→ Passage choisi
++++++++++
Critique

L’Unreal Engine 5 propulse Gundam dans une nouvelle dimension

17 octobre 2024
Par Samuel Leveque
“Gundam : Requiem pour une vengeance”, le 17 octobre sur Netflix.
“Gundam : Requiem pour une vengeance”, le 17 octobre sur Netflix. ©Netflix, Sotsu, Sunrise

La franchise culte débarque sur Netflix avec Gundam : requiem pour une vengeance, un projet américano-japonais inédit. Grâce à l’Unreal Engine 5, l’animation 3D atteint de nouveaux sommets pour une immersion totale dans le conflit entre la Fédération et Zeon.

La licence Gundam reste assez méconnue chez nous, mais il s’agit, depuis 1979, de l’un des fleurons de la science-fiction à la japonaise. La franchise issue des studios Sunrise a eu une influence déterminante dans la diffusion de l’animation nippone, notamment en Asie et en Amérique du Nord.

N’hésitant pas à mêler drame politique, récits guerriers et humanisme poétique, les premières séries estampillées Gundam demeurent des œuvres cultes plus de 40 ans après leur diffusion, et font partie des licences les plus lucratives des industries culturelles mondiales.

Il n’est donc pas surprenant de voir débarquer en 2024 un très impressionnant projet américano-japonais, Gundam : requiem pour une vengeance, diffusé sur Netflix à compter du 17 octobre. Cette production en six épisodes choisit de placer son intrigue en parallèle du tout premier anime, tout en utilisant des moyens techniques encore jamais vus sur une série, avec l’utilisation du moteur Unreal Engine 5 d’Epic Games.
++++++++++
→ Extrait de données
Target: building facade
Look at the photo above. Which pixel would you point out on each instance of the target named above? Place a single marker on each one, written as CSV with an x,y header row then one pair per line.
++++++++++
→ Consigne
Reprenez la critique de la série Gundam diffusée sur Netflix à la suite de sa dernière phrase.

→ Réponse attendue
Un récit du point de vue de l’adversaire

Le show est coréalisé par l’artiste 3D Erasmus Brosdau et l’écrivain Gavin Hignight, deux immenses fans de pop culture japonaise. Le premier a travaillé sur le remake de Metal Gear Solid 3, et le second pour un dessin animé dans l’univers du jeu de combat Tekken. Ces fins connaisseurs de la licence ont donc écrit un scénario s’inscrivant parfaitement dans une saga qu’ils connaissent sur le bout des doigts : le conflit entre la Fédération (le gouvernement de la Terre) et le duché de Zeon, une organisation militaire d’inspiration fasciste luttant depuis l’espace contre cette dernière.

©Netflix

Ce qui frappe en premier lieu dans cette nouvelle série, c’est sa manière d’inverser la perspective habituelle des projets Gundam : si ces derniers ont toujours laissé énormément de place aux factions antagonistes et exploré en profondeur la psychologie des « méchants » de ses intrigues, elles ont rarement montré le quotidien du conflit du point de vue des soldats de Zeon.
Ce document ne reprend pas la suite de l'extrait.